— START SUPPLIED DATA —

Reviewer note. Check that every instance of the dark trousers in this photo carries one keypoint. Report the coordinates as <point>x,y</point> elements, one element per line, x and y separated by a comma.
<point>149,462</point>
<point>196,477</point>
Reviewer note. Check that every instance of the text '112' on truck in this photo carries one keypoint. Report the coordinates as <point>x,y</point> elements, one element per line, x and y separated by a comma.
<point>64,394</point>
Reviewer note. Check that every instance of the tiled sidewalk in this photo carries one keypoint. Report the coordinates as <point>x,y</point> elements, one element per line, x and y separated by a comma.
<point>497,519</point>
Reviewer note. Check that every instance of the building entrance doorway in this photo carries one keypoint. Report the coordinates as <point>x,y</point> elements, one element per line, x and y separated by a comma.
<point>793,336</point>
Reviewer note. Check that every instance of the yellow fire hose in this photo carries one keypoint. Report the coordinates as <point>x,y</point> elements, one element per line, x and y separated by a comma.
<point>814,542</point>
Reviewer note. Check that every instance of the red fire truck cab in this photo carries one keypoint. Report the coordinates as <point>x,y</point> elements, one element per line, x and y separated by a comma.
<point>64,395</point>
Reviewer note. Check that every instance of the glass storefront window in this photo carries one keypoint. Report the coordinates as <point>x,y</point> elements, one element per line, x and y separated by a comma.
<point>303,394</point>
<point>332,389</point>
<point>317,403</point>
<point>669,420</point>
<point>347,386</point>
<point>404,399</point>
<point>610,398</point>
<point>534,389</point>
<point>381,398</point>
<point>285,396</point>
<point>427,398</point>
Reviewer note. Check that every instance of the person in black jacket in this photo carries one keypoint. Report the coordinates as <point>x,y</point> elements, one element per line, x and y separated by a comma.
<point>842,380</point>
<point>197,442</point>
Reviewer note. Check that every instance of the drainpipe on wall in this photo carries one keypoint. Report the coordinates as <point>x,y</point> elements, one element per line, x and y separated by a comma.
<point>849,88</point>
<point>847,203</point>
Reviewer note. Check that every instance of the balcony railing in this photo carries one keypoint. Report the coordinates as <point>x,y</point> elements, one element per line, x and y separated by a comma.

— END SUPPLIED DATA —

Copy out the rows word for word, beginning with the first row and stopping after the row that contains "<point>196,477</point>".

Reviewer note. Check that every instance of the dark trousers in this photo carries one keypoint. Report the coordinates as <point>x,y</point> elements, one element per line, x and y separated by a comma.
<point>149,462</point>
<point>196,477</point>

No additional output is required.